__EXERCISE DETAILS__:
A single number is wanted: how many lines of the data below include the string "front"?

__MATERIAL PROVIDED__:
□ □ □ □
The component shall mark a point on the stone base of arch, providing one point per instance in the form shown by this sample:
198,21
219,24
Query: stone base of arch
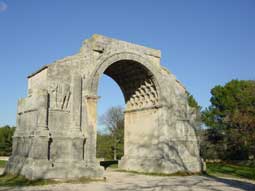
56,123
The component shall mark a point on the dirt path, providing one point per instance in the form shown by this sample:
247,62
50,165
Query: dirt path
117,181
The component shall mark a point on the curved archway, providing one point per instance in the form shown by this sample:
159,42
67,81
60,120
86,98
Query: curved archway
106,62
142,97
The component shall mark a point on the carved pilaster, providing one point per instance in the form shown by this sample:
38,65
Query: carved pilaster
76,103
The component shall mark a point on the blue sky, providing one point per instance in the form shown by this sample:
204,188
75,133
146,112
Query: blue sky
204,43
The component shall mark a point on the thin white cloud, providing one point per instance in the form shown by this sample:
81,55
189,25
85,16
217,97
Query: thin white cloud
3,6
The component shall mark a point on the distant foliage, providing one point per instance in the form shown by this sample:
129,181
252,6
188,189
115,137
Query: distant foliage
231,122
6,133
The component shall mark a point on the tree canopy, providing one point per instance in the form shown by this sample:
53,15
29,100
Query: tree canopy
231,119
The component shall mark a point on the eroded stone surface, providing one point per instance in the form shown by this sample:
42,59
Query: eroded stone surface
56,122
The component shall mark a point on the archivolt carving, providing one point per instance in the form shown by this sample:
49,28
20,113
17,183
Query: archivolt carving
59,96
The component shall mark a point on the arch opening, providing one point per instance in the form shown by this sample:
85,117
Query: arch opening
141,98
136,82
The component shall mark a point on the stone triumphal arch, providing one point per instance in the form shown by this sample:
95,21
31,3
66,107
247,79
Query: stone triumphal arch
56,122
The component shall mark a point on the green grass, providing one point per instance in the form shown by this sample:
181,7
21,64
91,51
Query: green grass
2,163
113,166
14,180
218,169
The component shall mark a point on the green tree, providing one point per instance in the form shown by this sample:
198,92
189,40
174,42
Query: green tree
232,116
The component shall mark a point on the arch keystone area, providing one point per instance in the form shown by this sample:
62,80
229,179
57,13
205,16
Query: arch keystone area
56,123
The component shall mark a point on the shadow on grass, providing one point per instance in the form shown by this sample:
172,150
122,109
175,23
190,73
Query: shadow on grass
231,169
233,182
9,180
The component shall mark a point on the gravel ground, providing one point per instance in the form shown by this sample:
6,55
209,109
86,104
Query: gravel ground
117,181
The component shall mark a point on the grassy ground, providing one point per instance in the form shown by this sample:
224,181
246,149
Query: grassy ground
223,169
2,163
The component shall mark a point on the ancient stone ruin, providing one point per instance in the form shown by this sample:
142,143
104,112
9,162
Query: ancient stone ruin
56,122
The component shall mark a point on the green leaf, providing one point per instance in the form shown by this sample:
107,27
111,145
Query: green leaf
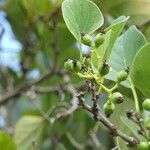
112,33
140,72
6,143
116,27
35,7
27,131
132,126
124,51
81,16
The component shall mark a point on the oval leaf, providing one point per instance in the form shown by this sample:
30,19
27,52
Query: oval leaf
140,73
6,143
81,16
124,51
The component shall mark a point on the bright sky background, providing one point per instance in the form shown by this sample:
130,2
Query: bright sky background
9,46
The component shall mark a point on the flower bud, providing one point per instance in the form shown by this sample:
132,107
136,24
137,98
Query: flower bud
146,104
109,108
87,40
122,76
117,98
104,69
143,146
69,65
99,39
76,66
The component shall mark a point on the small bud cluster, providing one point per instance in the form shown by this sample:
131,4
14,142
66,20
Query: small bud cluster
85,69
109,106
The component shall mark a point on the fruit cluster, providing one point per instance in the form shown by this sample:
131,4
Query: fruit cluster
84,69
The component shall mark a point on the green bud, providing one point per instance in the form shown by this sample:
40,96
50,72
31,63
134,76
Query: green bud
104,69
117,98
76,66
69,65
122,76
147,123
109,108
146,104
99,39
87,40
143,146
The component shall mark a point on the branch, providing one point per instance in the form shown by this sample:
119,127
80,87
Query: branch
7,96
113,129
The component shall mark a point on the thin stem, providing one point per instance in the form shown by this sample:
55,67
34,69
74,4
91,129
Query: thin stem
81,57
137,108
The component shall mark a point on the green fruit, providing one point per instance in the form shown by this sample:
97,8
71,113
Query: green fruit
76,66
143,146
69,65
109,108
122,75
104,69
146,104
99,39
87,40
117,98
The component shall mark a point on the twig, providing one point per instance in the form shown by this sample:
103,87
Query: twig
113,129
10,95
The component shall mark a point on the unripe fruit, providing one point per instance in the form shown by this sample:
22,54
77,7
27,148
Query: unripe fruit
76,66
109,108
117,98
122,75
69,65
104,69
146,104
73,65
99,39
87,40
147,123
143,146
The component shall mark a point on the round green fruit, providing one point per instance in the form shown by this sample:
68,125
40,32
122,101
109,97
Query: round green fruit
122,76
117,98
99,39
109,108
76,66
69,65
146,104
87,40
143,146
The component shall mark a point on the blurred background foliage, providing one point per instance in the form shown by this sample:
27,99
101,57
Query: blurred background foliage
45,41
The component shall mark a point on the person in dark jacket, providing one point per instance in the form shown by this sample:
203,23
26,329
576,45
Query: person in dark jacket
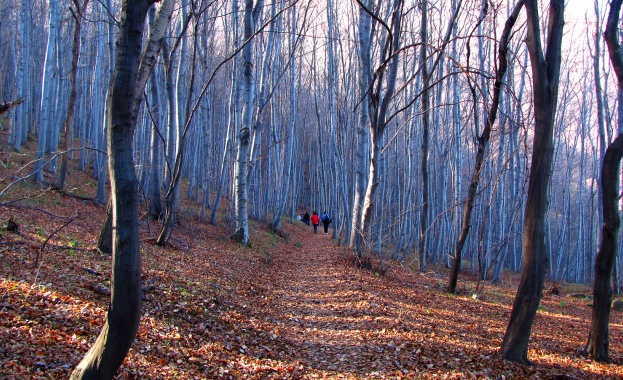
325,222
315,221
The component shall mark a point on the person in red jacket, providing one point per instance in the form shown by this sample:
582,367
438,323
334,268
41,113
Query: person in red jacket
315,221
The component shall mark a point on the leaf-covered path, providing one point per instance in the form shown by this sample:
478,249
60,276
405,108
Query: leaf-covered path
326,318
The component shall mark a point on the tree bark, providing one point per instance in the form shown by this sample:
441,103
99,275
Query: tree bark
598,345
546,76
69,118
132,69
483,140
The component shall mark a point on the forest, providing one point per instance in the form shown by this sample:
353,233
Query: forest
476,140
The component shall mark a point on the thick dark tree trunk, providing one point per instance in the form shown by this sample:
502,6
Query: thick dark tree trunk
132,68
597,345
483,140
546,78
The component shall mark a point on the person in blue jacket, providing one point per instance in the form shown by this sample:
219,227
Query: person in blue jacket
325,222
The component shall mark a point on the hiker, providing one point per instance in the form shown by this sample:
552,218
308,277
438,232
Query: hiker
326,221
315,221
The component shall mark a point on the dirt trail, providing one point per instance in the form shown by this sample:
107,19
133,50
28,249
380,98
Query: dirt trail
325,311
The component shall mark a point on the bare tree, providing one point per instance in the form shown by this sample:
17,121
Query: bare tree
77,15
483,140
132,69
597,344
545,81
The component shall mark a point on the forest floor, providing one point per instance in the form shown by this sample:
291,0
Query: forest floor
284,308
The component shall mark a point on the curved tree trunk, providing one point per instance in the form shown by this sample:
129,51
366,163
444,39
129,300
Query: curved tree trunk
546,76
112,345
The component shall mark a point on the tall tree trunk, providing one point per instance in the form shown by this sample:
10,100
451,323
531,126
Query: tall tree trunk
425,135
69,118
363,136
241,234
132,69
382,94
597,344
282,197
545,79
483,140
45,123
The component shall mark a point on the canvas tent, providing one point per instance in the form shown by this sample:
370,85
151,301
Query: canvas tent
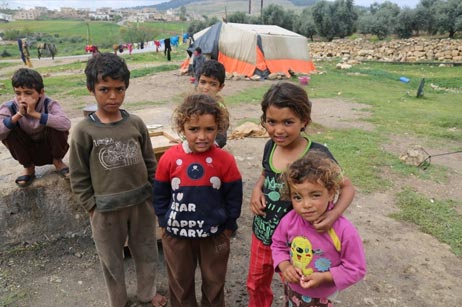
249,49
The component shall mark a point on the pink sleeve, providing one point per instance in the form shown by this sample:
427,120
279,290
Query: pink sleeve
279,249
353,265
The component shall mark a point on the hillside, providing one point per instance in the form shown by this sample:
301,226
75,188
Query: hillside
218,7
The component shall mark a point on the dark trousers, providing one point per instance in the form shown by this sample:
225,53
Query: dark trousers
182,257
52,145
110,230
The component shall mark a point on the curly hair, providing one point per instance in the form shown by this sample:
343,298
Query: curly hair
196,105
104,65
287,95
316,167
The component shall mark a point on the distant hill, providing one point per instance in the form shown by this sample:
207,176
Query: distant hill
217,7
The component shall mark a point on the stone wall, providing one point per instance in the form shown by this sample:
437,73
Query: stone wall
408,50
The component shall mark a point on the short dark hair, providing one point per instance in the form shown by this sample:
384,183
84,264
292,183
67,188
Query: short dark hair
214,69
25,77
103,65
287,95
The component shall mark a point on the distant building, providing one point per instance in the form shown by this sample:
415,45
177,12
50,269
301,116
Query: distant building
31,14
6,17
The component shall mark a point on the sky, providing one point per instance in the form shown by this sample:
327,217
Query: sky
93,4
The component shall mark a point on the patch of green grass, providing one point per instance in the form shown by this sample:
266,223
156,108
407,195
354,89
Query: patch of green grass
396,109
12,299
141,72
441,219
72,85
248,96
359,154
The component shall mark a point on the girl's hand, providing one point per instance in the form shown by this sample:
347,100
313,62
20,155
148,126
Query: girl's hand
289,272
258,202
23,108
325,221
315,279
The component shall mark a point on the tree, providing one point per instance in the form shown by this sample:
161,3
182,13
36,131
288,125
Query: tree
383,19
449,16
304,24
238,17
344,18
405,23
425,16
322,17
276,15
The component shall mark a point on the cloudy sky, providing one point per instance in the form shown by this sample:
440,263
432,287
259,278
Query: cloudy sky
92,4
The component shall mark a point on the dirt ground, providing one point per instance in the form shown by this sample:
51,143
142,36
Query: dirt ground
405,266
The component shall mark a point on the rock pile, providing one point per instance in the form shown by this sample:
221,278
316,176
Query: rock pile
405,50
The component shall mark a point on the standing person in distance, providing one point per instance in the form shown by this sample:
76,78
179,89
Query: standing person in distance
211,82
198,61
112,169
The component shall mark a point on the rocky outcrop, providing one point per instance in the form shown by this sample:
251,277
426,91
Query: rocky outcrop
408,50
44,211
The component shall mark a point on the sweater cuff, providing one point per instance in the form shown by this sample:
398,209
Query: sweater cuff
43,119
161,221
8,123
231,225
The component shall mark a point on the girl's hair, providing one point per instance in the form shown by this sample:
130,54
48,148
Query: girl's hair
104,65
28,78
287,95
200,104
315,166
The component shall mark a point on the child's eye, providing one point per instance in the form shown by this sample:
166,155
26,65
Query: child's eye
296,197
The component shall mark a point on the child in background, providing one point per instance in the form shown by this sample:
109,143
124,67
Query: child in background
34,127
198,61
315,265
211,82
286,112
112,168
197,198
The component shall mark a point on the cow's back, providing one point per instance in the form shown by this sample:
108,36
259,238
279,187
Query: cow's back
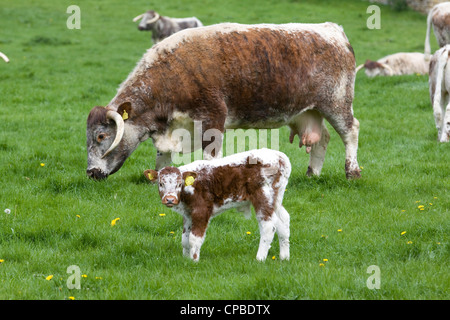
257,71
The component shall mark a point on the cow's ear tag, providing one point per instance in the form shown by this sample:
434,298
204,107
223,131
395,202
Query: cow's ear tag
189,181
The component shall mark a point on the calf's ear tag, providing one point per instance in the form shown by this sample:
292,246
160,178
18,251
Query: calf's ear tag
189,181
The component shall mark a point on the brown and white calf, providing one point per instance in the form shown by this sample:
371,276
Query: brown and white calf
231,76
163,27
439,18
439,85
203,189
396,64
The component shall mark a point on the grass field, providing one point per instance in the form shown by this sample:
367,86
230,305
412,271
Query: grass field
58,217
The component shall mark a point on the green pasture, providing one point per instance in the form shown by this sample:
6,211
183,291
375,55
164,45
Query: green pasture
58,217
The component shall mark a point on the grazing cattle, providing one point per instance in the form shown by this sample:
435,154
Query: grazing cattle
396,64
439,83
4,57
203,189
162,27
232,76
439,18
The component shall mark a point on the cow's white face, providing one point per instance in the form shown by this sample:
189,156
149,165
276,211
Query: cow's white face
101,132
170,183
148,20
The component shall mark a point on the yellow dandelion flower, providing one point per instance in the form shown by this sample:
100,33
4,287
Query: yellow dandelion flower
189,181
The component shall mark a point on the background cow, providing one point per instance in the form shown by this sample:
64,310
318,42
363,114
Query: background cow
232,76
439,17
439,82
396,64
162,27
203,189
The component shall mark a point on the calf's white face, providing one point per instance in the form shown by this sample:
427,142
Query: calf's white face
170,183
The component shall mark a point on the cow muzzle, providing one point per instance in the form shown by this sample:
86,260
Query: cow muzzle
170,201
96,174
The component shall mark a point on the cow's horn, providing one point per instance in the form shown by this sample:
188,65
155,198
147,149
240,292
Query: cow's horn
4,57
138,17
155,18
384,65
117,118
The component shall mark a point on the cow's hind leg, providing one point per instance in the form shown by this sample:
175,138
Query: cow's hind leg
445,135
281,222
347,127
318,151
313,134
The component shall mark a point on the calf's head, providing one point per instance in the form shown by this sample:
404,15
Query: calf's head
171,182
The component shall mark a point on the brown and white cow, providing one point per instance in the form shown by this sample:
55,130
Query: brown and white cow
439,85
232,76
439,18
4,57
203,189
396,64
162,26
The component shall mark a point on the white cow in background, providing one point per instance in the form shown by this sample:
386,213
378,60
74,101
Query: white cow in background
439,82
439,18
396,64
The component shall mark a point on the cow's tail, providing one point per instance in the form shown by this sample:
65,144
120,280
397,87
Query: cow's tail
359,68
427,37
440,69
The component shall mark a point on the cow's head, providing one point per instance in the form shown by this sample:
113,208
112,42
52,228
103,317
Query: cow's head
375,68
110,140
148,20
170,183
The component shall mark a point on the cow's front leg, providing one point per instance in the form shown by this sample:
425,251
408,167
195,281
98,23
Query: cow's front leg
□ □ □ □
__ANSWER TO THE PROBLEM__:
2